----- INPUT FOR THIS TASK -----

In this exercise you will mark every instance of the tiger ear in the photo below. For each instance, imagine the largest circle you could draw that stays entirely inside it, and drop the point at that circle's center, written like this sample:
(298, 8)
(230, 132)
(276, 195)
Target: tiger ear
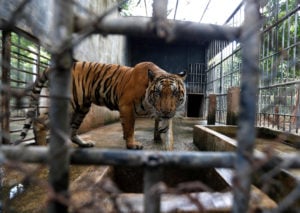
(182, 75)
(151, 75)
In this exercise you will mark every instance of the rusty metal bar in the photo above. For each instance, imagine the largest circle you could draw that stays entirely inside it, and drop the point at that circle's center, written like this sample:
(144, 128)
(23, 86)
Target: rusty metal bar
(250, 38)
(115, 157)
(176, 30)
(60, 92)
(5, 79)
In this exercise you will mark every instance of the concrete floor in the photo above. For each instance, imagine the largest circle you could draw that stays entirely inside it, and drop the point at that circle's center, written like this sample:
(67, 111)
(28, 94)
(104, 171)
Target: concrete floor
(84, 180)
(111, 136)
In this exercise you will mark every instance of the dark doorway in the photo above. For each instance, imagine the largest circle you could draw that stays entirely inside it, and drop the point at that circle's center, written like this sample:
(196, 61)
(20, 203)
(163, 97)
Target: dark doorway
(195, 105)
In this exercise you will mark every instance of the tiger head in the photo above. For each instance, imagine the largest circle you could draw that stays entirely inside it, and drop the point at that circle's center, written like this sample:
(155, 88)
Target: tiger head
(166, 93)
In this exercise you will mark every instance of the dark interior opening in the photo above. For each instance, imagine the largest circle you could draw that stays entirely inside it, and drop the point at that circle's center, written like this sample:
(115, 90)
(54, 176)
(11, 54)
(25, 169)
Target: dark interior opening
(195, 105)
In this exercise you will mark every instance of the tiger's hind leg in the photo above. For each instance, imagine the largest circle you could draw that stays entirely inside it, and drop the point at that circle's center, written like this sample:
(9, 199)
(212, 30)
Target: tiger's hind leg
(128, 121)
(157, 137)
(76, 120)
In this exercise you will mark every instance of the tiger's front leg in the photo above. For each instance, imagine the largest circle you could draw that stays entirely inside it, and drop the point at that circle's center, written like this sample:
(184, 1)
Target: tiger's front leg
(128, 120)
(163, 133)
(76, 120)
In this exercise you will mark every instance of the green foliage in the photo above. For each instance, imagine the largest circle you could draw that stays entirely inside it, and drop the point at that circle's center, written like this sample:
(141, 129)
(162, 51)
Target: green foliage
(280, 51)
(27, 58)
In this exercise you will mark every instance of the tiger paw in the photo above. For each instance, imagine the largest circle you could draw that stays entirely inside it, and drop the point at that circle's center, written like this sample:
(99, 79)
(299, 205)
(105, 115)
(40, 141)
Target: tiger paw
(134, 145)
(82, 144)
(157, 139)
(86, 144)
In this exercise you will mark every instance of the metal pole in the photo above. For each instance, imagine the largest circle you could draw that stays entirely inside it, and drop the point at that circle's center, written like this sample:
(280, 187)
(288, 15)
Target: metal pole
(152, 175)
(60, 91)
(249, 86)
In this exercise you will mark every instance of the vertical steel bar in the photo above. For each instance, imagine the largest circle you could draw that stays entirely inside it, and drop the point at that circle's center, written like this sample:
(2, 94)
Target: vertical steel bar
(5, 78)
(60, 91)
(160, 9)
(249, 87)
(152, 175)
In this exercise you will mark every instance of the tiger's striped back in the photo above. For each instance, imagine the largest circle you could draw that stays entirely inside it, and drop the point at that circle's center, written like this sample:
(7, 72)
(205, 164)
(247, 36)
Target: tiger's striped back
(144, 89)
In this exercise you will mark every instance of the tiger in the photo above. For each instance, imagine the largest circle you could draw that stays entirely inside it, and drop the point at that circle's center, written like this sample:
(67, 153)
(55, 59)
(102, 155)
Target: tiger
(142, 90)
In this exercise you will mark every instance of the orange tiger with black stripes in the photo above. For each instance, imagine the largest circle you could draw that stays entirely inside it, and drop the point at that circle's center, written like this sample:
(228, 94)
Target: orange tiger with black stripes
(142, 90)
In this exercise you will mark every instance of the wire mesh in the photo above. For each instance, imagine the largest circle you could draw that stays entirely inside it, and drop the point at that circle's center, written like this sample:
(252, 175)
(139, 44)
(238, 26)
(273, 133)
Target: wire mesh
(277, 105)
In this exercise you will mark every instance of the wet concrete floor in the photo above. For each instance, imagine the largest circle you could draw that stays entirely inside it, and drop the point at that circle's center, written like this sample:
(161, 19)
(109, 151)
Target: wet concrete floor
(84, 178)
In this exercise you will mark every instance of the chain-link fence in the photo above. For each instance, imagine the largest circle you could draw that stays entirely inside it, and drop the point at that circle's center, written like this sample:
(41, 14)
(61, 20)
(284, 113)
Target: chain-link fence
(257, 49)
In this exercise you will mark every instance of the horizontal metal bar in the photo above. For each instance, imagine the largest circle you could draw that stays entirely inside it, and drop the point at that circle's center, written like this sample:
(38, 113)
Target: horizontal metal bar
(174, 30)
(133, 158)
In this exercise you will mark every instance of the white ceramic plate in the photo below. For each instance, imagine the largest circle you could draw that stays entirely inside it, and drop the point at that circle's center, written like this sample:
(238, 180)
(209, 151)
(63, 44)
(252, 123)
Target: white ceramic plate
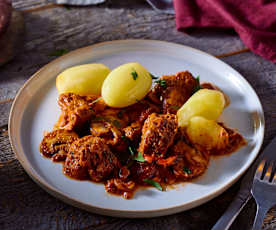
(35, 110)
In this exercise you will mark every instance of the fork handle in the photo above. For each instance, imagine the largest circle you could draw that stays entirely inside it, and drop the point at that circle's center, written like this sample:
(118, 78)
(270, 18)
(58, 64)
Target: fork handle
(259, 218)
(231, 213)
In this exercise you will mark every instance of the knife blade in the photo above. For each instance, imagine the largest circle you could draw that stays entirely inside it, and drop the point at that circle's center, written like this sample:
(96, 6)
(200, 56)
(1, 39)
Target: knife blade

-----

DO THIS:
Starting at the line that contains "In this exercise you will mark every instance of the chain-link", write out every line through the final line of the entries, word for word; skip any pictures.

SOLUTION TO THE PROBLEM:
In this exercise you will mark every instance of the chain-link fence in the photo above. For each instance, imagine the largest circle you could draw that stays entirely inside it, and drop the point at that circle's center, written like this sample:
(41, 14)
(61, 20)
(284, 113)
Target: chain-link fence
(257, 49)
In this exercise you will mark every instance of the horizontal metal bar in the photo above. For each instance, imagine the largest circle you could draw that stays entirely inside it, and drop the point at that circle's center, written like this sample:
(38, 113)
Target: horizontal metal bar
(174, 30)
(133, 158)
In this exercise you will mark every instance of the white ceramic plate in the photo below. For each instance, imagine the largest circle you could draw that stays entirely inside it, and drop the point at that circle's center, written like this sample:
(238, 180)
(209, 151)
(63, 44)
(252, 123)
Target: white ceramic plate
(35, 110)
In this exercise you will mark every instance of the fork handle in the photo above. For each instance, imagine the largest circle you could draw that stays entirely inside it, and drop the point at that circle's center, written like this sample:
(118, 78)
(270, 18)
(58, 64)
Target: fork handle
(259, 218)
(231, 213)
In this exercise you will mark every instance of the knife blade in the photo above. For each instance, imagine the largest circle you could draw that stays entirely inside it, and drop the point at that circle's center, written like this sample:
(96, 6)
(200, 56)
(1, 39)
Target: knife blade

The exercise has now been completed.